[Task to carry out]
Recast everything from the line containing "Question. Place a dot on every instance of the dark" down to the end of the lines below as a two-column CSV headed "prompt" and "points." Give one row for each line that begins with "Question." and its answer, with each value in a single quoted field and any line breaks replaced by spaces.

─── Dataset records

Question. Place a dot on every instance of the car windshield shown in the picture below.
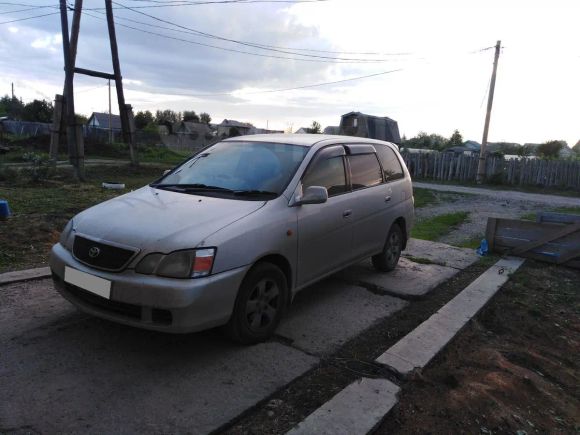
(237, 168)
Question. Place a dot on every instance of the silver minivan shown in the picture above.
(229, 236)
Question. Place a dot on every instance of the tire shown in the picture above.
(261, 302)
(389, 258)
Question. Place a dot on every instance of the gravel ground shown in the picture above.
(479, 207)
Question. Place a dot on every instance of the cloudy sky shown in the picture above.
(439, 53)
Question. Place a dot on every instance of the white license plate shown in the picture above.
(88, 282)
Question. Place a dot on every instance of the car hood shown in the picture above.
(155, 220)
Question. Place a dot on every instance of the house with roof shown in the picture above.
(374, 127)
(230, 127)
(100, 121)
(186, 136)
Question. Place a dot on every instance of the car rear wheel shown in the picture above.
(389, 258)
(259, 306)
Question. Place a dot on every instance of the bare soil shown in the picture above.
(515, 369)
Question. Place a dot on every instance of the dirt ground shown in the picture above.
(515, 369)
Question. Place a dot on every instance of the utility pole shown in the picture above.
(110, 116)
(71, 130)
(482, 153)
(127, 134)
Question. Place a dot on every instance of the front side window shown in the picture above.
(391, 166)
(365, 170)
(237, 168)
(327, 172)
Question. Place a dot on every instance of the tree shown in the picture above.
(190, 116)
(204, 117)
(37, 111)
(142, 119)
(456, 140)
(167, 116)
(315, 128)
(550, 149)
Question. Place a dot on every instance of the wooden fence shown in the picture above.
(460, 167)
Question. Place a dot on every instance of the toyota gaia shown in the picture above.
(229, 236)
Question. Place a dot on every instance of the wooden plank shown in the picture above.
(561, 218)
(568, 229)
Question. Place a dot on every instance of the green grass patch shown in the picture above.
(40, 210)
(436, 227)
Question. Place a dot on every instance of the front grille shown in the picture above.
(107, 257)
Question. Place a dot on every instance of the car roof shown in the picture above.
(305, 139)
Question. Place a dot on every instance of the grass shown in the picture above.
(423, 197)
(559, 191)
(40, 210)
(438, 226)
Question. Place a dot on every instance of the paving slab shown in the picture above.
(441, 253)
(357, 409)
(409, 280)
(62, 371)
(419, 347)
(325, 316)
(24, 275)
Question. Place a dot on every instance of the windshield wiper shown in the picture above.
(191, 187)
(255, 193)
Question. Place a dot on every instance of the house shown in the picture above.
(186, 136)
(100, 121)
(332, 130)
(229, 127)
(374, 127)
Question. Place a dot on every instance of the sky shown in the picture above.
(430, 62)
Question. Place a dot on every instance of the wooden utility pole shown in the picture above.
(71, 130)
(127, 135)
(482, 153)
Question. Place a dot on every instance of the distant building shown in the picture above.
(99, 120)
(332, 130)
(230, 126)
(374, 127)
(186, 136)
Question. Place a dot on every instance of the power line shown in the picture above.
(225, 48)
(294, 88)
(248, 44)
(29, 18)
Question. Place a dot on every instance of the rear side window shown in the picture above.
(391, 166)
(328, 173)
(365, 171)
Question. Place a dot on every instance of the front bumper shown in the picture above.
(152, 302)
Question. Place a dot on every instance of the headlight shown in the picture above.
(65, 235)
(191, 263)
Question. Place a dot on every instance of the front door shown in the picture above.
(325, 230)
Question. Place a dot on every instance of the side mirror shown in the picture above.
(313, 195)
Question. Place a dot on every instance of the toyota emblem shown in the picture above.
(94, 252)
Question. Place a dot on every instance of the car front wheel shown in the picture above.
(389, 258)
(259, 306)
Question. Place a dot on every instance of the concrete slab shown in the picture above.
(416, 349)
(24, 275)
(440, 253)
(357, 409)
(325, 316)
(409, 280)
(65, 372)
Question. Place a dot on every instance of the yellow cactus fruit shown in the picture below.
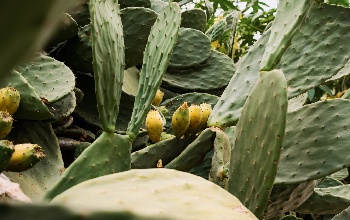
(181, 120)
(206, 111)
(158, 98)
(9, 100)
(195, 119)
(154, 125)
(5, 123)
(25, 157)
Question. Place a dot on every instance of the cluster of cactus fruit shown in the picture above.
(237, 138)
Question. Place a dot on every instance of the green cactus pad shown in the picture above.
(331, 200)
(222, 154)
(214, 73)
(194, 18)
(170, 195)
(161, 42)
(289, 16)
(215, 31)
(329, 182)
(6, 151)
(192, 48)
(344, 215)
(166, 151)
(313, 140)
(63, 108)
(258, 145)
(341, 174)
(51, 79)
(137, 24)
(26, 33)
(76, 52)
(191, 98)
(135, 3)
(228, 109)
(158, 5)
(66, 28)
(194, 153)
(108, 59)
(312, 58)
(44, 174)
(109, 153)
(31, 106)
(286, 198)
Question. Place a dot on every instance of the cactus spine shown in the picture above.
(25, 157)
(6, 121)
(154, 125)
(9, 100)
(181, 120)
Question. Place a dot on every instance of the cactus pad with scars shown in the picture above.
(108, 59)
(171, 195)
(228, 109)
(9, 100)
(137, 24)
(194, 18)
(313, 140)
(157, 54)
(192, 48)
(50, 78)
(115, 157)
(212, 74)
(194, 153)
(258, 145)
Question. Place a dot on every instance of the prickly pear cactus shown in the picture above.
(170, 194)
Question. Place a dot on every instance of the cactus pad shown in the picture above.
(170, 195)
(192, 48)
(214, 73)
(258, 145)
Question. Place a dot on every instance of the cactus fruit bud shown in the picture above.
(206, 111)
(195, 119)
(154, 125)
(181, 120)
(9, 100)
(6, 121)
(6, 151)
(25, 157)
(158, 98)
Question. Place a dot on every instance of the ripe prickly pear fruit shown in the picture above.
(6, 121)
(9, 100)
(195, 119)
(25, 157)
(6, 151)
(181, 120)
(206, 111)
(158, 98)
(154, 125)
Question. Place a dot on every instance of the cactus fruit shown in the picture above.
(195, 119)
(181, 120)
(6, 151)
(9, 100)
(158, 98)
(206, 111)
(6, 121)
(154, 125)
(25, 157)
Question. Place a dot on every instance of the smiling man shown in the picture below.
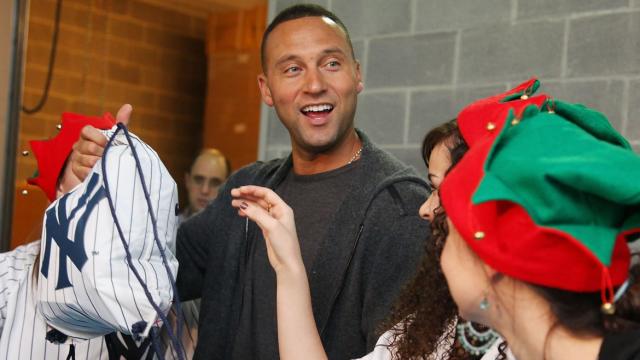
(356, 207)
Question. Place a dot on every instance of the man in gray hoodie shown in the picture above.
(356, 207)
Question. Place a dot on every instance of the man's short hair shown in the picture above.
(296, 12)
(215, 153)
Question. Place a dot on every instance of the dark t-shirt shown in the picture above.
(624, 346)
(314, 200)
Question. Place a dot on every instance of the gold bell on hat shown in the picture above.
(608, 308)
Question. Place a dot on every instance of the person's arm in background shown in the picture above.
(298, 336)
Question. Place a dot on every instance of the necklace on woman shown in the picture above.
(356, 156)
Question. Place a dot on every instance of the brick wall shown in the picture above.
(423, 60)
(116, 51)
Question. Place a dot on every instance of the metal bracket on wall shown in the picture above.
(12, 37)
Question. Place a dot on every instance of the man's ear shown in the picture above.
(264, 90)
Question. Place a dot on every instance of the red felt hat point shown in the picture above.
(52, 154)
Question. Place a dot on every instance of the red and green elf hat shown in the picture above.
(52, 154)
(548, 192)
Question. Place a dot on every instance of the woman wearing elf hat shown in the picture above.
(540, 213)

──────

[Written response]
prompt,points
"Question. Place a dot on every instance of the dark t-shirt shown in the picture above.","(624, 346) (314, 200)"
"Question. Place a dot on every instance of the gold bell on hat shown in the picture above.","(608, 308)"
"Question. Place a dot on every instance of the person's arm in background shown in the picture above.","(298, 336)"
"Question. Place a dot on every instance of the necklace on woman shown in the picture above.","(356, 156)"
"Question. Place a dot on every instance of the brick wall shown in the picture above.","(423, 60) (116, 51)"
"Question. Place a dot on every instance of the metal bracket on wall shown in the picture above.","(12, 37)"
"Question. Place a dot on every instance of the man's ear shown in the picture above.","(264, 90)"
"Question. Place a dot on every instance of the red felt hat point shown in the picture above.","(52, 154)"
"Question. Place a dot on every instance of the red and green elf hat shown in the picture above.","(52, 154) (548, 192)"
"Question. Place a dot on every instance of the woman wearing elf hat shown in the picture above.","(540, 213)"